* _Excerpted records_:
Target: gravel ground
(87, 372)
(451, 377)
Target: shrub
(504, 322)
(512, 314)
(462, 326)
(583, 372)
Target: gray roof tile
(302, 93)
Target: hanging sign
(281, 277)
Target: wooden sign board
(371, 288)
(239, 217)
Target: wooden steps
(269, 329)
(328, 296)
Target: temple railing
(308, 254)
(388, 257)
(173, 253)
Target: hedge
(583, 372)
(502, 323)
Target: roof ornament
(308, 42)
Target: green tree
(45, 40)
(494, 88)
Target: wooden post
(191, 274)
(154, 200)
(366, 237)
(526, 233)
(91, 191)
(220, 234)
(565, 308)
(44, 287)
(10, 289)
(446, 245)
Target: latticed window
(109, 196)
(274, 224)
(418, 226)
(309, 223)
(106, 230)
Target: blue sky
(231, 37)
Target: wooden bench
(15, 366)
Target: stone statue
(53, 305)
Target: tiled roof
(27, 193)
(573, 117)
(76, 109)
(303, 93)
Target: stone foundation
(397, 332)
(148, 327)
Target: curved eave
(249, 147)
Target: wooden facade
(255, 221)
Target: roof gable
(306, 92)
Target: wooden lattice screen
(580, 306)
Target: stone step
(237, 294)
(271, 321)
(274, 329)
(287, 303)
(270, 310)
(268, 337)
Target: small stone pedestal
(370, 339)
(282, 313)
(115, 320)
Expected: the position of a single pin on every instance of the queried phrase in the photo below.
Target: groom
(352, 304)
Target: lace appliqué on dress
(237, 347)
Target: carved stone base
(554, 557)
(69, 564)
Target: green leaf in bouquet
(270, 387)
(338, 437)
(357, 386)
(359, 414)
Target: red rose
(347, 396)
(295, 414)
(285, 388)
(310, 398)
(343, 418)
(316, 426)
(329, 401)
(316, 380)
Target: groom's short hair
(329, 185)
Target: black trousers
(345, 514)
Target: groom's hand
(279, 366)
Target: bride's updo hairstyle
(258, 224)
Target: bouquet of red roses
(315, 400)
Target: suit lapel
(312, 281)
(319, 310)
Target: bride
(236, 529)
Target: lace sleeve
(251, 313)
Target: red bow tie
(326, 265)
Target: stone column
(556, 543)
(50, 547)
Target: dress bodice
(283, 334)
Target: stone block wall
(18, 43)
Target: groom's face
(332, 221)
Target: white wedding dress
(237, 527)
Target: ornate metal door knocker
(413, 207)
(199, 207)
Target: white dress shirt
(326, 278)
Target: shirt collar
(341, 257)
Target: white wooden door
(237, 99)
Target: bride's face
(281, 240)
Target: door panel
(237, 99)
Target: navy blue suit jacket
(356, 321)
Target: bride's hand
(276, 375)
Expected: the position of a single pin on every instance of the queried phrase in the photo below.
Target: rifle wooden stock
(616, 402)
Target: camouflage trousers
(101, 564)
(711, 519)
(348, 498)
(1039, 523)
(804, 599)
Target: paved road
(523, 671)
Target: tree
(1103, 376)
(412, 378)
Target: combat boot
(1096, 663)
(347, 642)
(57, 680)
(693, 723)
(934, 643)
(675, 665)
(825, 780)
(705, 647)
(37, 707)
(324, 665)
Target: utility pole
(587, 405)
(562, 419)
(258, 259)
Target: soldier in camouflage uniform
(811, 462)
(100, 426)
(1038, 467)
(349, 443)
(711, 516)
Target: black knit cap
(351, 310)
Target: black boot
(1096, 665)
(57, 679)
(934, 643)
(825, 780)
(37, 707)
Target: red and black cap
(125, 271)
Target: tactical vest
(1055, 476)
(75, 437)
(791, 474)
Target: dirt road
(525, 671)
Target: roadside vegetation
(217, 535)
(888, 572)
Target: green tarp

* _Requirement_: Transcribe all the entries, keeping each one exactly as it is.

* _Answer to this task_:
Target: gravel ground
(87, 372)
(451, 377)
Target: shrub
(504, 322)
(512, 314)
(462, 326)
(583, 372)
Target: gray roof tile
(302, 93)
Target: hanging sign
(281, 277)
Target: wooden sign board
(371, 288)
(239, 217)
Target: wooden steps
(269, 329)
(328, 296)
Target: temple railing
(308, 254)
(388, 257)
(173, 253)
Target: hedge
(583, 372)
(502, 323)
Target: roof ornament
(308, 42)
Target: green tree
(45, 40)
(494, 88)
Target: wooden post
(191, 274)
(154, 200)
(366, 237)
(526, 233)
(91, 191)
(220, 234)
(565, 308)
(44, 287)
(10, 289)
(446, 245)
Target: latticed window
(109, 196)
(274, 224)
(418, 226)
(309, 223)
(106, 230)
Target: blue sky
(231, 37)
Target: wooden bench
(15, 366)
Target: stone statue
(53, 305)
Target: tiled roof
(27, 193)
(573, 117)
(76, 109)
(303, 93)
Target: stone foundation
(397, 332)
(148, 327)
Target: curved eave
(249, 147)
Target: wooden facade
(255, 221)
Target: roof gable
(306, 92)
Target: wooden lattice screen
(580, 306)
Target: stone step
(237, 294)
(271, 321)
(274, 329)
(287, 303)
(270, 310)
(268, 337)
Target: small stone pedestal
(370, 339)
(282, 313)
(115, 320)
Expected: the position of a single pin on every instance of the queried phrase in the photo below.
Target: groom
(352, 304)
Target: lace appliqué on dress
(237, 347)
Target: carved stone base
(554, 557)
(69, 564)
Target: green leaf in bouquet
(270, 387)
(338, 437)
(357, 386)
(359, 414)
Target: red rose
(347, 396)
(295, 414)
(285, 388)
(310, 398)
(343, 418)
(316, 426)
(329, 401)
(316, 380)
Target: groom's short hair
(329, 185)
Target: black trousers
(345, 514)
Target: groom's hand
(279, 366)
Target: bride's updo hairstyle
(258, 224)
Target: bouquet of red roses
(315, 400)
Target: suit lapel
(312, 281)
(319, 310)
Target: bride
(236, 529)
Target: lace sleeve
(251, 313)
Target: red bow tie
(326, 265)
Target: stone column
(556, 543)
(50, 547)
Target: dress bodice
(283, 334)
Target: stone block wall
(18, 43)
Target: groom's face
(332, 221)
Target: white wedding dress
(237, 527)
Target: ornate metal door knocker
(413, 207)
(199, 207)
Target: white dress shirt
(326, 278)
Target: shirt collar
(341, 257)
Target: white wooden door
(237, 99)
Target: bride's face
(281, 240)
Target: door panel
(237, 99)
Target: navy blue suit jacket
(356, 321)
Target: bride's hand
(276, 375)
Expected: the position of a single pin on every instance of the queried phrase in the photo below.
Target: rifle wooden stock
(616, 402)
Target: camouflage trousers
(101, 564)
(711, 519)
(348, 498)
(1039, 523)
(804, 599)
Target: paved road
(523, 671)
Target: tree
(1103, 376)
(412, 378)
Target: combat boot
(1096, 663)
(347, 642)
(57, 680)
(693, 723)
(934, 643)
(675, 665)
(825, 780)
(705, 647)
(37, 707)
(324, 665)
Target: utility pole
(587, 405)
(562, 419)
(258, 259)
Target: soldier in camouflage uniform
(811, 462)
(100, 426)
(1038, 467)
(349, 443)
(711, 516)
Target: black knit cap
(351, 310)
Target: black boot
(1096, 665)
(57, 679)
(934, 643)
(825, 780)
(37, 707)
Target: red and black cap
(125, 271)
Target: tactical vest
(1055, 476)
(75, 437)
(791, 474)
Target: dirt road
(525, 671)
Target: roadside vegetation
(217, 535)
(888, 572)
Target: green tarp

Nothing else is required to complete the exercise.